### Written problem
Repeat these lines with "upper wing" swapped for "lower wing" and nothing else changed. Omit the pictures from your answer.

### Data supplied

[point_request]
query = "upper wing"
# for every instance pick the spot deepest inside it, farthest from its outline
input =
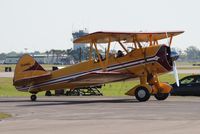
(100, 77)
(105, 37)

### Result below
[point_request]
query = "lower wing"
# for every instance pick the spot deepest inside it, farthest from its outline
input =
(100, 77)
(105, 37)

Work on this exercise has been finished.